◆ Problem ◆
Reprint the whole of the data exactly.
*** Recorded information Section Begins ***
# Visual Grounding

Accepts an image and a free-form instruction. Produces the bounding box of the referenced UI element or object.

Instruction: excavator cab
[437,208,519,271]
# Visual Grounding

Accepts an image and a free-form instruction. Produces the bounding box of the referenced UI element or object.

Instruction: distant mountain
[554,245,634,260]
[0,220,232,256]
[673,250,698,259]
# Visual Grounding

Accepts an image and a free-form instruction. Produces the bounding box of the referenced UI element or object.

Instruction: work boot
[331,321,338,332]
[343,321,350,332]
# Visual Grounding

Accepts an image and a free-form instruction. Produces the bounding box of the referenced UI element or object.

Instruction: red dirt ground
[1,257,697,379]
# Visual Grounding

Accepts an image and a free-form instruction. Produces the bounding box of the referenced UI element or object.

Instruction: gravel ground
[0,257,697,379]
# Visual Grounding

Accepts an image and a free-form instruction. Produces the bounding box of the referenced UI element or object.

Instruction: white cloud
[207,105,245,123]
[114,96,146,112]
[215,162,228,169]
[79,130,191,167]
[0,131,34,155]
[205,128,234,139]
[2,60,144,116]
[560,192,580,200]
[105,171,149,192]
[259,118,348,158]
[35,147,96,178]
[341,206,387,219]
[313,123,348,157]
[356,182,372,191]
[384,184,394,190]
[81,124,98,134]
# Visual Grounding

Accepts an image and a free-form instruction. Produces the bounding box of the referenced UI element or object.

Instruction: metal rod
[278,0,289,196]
*** Recorded information Section Ends ***
◆ Final answer ◆
# Visual Grounding

Accepts an image and a free-form instruction. Produces the bounding box of the referenced UI element or object.

Instruction: excavator cab
[437,208,519,271]
# Visual Grounding

Accepts an image and a free-form instruction. Produces the bounding box of the referenced UI element or object.

Instruction: distant mountain
[554,245,634,260]
[0,220,232,256]
[673,250,698,259]
# Visual Grounding

Accepts an image and a free-form instruction. Produces the bounding box of the referenced UI element or object.

Instruction: work boot
[331,321,338,332]
[343,321,350,332]
# Visual Grounding

Accepts an image and a free-form instruction. Produces the bounding box of the referenced UI element or object.

Instruction: red dirt ground
[1,257,697,379]
# Visual Grounding

Accepts an image and a free-form instruction. Produces the bounding box of the referenced UI element or object.

Instruction: gravel ground
[0,257,697,379]
# Visual Grounding

Accepts an image and a free-form instruction. Produces the bounding box of the referenced UI element or object.

Instruction: white cloud
[207,105,245,123]
[114,96,146,112]
[215,162,228,169]
[79,130,191,167]
[0,131,34,155]
[205,128,234,139]
[2,60,144,116]
[560,192,580,200]
[105,171,149,192]
[259,118,348,158]
[35,147,96,178]
[341,206,387,219]
[313,123,348,157]
[356,182,372,191]
[384,184,394,190]
[81,124,98,134]
# Visual Grounding

Accepts an image and a free-form instruction. Produces the bounding box of the referenced UI element or object.

Instruction: metal rod
[278,0,289,196]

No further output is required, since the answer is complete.